_Your goal_. According to the piece on St. Paul's Hospital below, in what year did the Sisters of Providence open the hospital?

_Page excerpt_.
--
Vancouver heritage expert wants St. Paul’s Hospital fixed

This week Donald Luxton, president of Heritage Vancouver Society in a article by Mathew Burrows in the Straight was quoted as saying: “ it’s an “opportune” time for “substantial investment in the buildings” at St. Paul’s Hospital.”

For the full Straight ariticle:Matt Burrows

If one thinks of how the earthquakes of this week have reek such destruction, loss of life and injury in New Zealand, its hard not see how it is imperative that St. Paul’s Hospital be renewed as quickly as possible.

One of the struggles of the Save St. Paul’s Coalition has been to demonstrate that the advocacy of keeping a fully funded public hospital on the Burrard St. site is not rooted in self-interest. There are a number of strong reasons why renewing on the downtown site on Burrard Street is most appropriate, possible and prudent. One of the compelling notions is the historical legacy of the buildings and social legacy of the hospital being on its current site for the last 117 years.

The Sisters of Providence open St. Paul’s back in 1894 as part of their mission to serve the poor and needy of Vancouver. If an institution as important as a hospital is on a site for 117 years there has to be very compelling reasons why it should be in that location. Over a 100 k folks live and work within walking distance of St. Paul’s hospital and depend on the services that it provides.

The hospital is ideally situated on the north side of False Creak to provide medical service to the downtown population. In the event of earthquake how the bridges would stand up is uncertain. It is of critically importance that the hospital be seismically upgraded to serve this downtown population.

While it is not well known, St. Paul’s has a sizable out of city patient population that comes to St. Paul’s for life saving procedures and treatment. The hospital being located downtown, it is easily accessible by public transit and there are many hotels for family to stay in while family and friends are receiving treatment.

There is also a whole host of medical infrastructure and businesses that have organically grown up around St. Paul’s Hospital. Pharmacies to have prescriptions filled, doctor’s offices and medical laboratories are located within a stones throw of the hospital.
--
_Given records_.
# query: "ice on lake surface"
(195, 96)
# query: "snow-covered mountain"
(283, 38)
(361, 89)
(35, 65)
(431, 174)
--
_Exercise result_. 1894